WHAT YOU NEED TO DO:
**a)** In the text on lactoferrin, what is named as the most common cause of peptic ulcer disease?
**b)** Carry on the text about lactoferrin from the point where it ends.

═══ DOCUMENT TEXT ═══

So far, most of the data on the positive effects of LF in pathological conditions are mainly based on studies in animal models. To date, studies in animal models have shown a significant increase in survival in rodents when sepsis developed after injection of E. coli [145]. Subsequent work revealed the strong anti-inflammatory effect of LF in models with induced gastritis or enteritis. However, the most promising results come from experiments based on the administration of lactoferrin to subjects with immature digestive systems (possibly due to an underdeveloped intestinal microbiome). Calves and newborn rats were characterized by better absorption of nutrients and a significant increase in intestinal villi length and stimulation of the development of the immune system [40,142,146,147,148,149]. Lactoferrin was reported to protect against oxidative stress-induced mitochondrial dysfunction and DNA damage, thus modulating innate immune responsiveness which can further alter the production of immune regulatory mediators that are important for directing the development of adaptive immune function [12,19,31,39,75,150]. Such LF action was revealed both in cell culture and within an animal model of endotoxemia. In fact, mitochondria from lipopolysaccharide (LPS)-treated animals released significantly higher amounts of H₂O₂ than those isolated from LF-pre-treated plus LPS-challenged animals [150]. This mechanism is of fundamental protective importance at the beginning of an infection. After the infection phase, lactoferrin shows a strong immunotropic effect: it stimulates the cells of the immune system to mature rapidly and enhance the immune response.

In order to not rely only on animal studies, it is worth recalling clinical trials. Among adults, it was possible to notice an improvement in the condition of people suffering from chronic H. pylori infection (the most common cause of peptic ulcer disease) in a form resistant to conventional treatment [151]. The results of studies involving patients suffering from various types of cancer are also promising, although preliminary. The anticancer effects of supplementation with LF in the gastrointestinal tract cancer and protection against colon cancer, stomach cancer, liver cancer and pancreatic cancer may be explained by the antioxidant properties of lactoferrin [12,152,153,154,155] (Figure 3).

═══ DATA SUPPLIED ═══

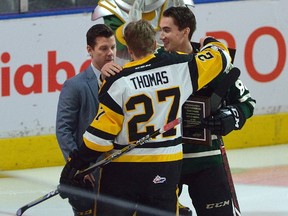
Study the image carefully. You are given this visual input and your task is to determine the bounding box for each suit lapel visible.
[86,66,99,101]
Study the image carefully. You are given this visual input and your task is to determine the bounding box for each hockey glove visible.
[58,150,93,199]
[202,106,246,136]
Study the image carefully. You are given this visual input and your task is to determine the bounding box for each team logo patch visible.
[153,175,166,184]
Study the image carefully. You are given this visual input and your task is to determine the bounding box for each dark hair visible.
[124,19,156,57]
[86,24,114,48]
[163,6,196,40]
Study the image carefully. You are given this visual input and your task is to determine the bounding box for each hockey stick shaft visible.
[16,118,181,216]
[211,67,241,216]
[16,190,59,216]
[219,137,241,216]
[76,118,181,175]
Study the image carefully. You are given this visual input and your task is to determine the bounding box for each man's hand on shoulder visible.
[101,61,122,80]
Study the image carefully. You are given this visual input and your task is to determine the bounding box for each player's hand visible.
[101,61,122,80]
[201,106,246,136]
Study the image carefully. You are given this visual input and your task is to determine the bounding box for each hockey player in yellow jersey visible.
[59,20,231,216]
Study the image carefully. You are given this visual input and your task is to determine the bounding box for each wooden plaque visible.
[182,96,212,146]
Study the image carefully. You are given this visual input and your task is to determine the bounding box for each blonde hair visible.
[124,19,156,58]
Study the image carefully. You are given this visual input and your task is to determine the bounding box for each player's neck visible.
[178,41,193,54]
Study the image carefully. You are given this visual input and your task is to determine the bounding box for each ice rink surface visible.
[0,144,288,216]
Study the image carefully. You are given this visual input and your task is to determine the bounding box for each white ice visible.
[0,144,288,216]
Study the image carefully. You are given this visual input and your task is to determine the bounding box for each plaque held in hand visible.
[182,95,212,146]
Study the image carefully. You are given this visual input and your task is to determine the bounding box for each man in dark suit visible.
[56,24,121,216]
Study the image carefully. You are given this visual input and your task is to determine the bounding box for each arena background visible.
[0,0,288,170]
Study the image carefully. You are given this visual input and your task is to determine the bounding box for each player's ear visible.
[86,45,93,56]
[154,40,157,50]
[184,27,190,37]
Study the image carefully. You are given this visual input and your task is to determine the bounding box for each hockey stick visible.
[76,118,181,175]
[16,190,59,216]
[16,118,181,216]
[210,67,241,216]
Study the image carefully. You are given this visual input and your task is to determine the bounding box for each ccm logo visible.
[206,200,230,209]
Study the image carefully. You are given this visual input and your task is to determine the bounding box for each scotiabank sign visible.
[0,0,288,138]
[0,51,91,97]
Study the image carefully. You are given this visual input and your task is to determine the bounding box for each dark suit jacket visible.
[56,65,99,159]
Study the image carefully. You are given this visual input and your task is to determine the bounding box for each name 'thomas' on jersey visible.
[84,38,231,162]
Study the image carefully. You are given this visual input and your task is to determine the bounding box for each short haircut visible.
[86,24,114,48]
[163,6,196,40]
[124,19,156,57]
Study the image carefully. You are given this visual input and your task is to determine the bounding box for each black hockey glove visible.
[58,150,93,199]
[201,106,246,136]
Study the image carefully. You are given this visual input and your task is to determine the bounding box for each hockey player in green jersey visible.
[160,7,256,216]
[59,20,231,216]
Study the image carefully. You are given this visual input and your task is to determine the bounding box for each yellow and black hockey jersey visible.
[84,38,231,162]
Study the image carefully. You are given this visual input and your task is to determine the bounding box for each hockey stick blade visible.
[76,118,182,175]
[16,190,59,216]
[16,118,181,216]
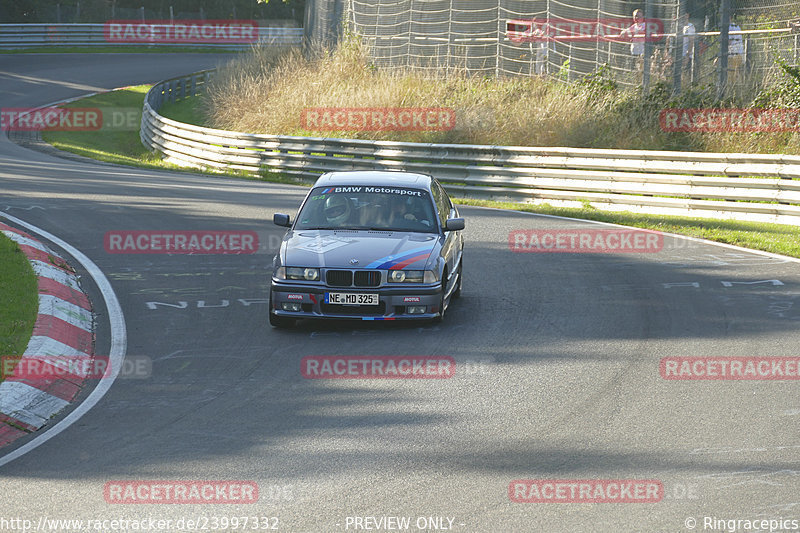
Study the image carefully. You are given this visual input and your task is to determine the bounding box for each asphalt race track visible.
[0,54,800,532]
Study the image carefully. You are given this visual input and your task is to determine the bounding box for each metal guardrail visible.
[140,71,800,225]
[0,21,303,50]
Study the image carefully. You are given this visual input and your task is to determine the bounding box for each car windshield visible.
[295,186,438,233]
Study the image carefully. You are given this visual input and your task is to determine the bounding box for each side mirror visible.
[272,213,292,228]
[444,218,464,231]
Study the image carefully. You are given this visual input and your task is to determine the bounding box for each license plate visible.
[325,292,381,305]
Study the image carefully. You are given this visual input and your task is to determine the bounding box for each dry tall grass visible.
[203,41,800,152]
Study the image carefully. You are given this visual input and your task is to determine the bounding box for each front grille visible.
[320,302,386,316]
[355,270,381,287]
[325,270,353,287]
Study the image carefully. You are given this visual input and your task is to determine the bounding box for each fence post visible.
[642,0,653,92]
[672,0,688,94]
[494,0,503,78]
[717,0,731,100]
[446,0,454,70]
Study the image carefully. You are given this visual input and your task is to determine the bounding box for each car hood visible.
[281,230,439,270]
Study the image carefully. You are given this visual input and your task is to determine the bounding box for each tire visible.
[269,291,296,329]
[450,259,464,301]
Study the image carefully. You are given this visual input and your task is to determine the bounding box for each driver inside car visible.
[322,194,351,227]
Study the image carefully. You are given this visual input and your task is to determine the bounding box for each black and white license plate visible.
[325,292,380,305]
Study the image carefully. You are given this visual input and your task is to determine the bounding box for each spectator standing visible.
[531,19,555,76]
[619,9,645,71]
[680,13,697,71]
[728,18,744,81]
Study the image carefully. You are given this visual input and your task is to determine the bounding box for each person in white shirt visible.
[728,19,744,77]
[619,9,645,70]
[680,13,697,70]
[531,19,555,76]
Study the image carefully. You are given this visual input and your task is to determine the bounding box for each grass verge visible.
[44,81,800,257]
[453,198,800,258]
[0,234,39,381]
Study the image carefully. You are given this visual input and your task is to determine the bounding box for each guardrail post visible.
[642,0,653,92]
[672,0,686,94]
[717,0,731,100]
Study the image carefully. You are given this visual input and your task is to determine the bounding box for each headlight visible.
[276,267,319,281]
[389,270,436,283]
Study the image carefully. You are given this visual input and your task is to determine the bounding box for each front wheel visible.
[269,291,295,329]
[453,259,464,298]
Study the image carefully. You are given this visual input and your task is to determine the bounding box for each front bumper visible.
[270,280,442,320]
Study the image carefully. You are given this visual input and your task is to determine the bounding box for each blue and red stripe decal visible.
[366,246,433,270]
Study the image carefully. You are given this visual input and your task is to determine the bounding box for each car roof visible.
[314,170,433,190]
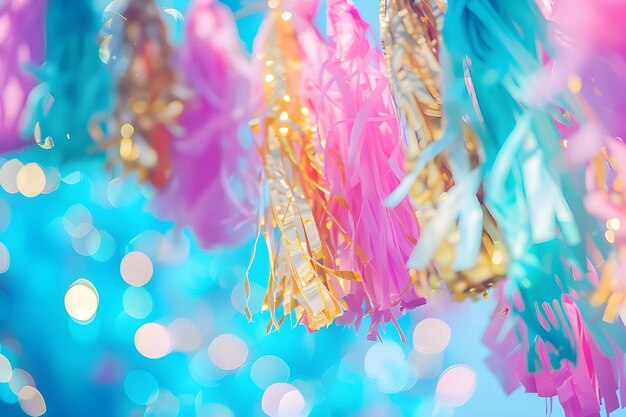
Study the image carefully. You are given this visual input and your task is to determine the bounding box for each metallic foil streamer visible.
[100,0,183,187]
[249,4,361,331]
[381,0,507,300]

═══

EXERCISE ANSWERS:
**a)** H. pylori infection.

**b)**
Nevertheless, if we consider using LF in therapy, the form of its administration is very important. Lactoferrin is a hydrophilic substance, therefore in the non-liposomal version it has very limited absorption from the stomach [19]. In free form, it is decomposed there by hydrochloric acid and enzymes (proteases). Therefore, the bioavailability of the free form of lactoferrin may be limited. The use of small liposome vesicles may be beneficial in this case [156,157,158]. Nanoliposomes protect lactoferrin from destruction by digestive juices, allowing the intact protein to pass into the duodenum, from there into the general circulation, ensuring its high bioavailability [159] and impact on iron ions homeostasis, the skeletal system and, of course, the immune system.

LF administered in a phosphatidylcholine encapsulated form also has the potential to penetrate deep into the mucosa, and due to the small size of the nanoliposome (100 nm) compared to the virus size (150 nm), it is more competitive in reaching receptors on target cells where it settles in front of the virus [156,157]. It is important to note that the mucous membranes lining the oral or nasal cavities are very permeable, so this additional protection against viruses based on nanolactoferrin is very relevant.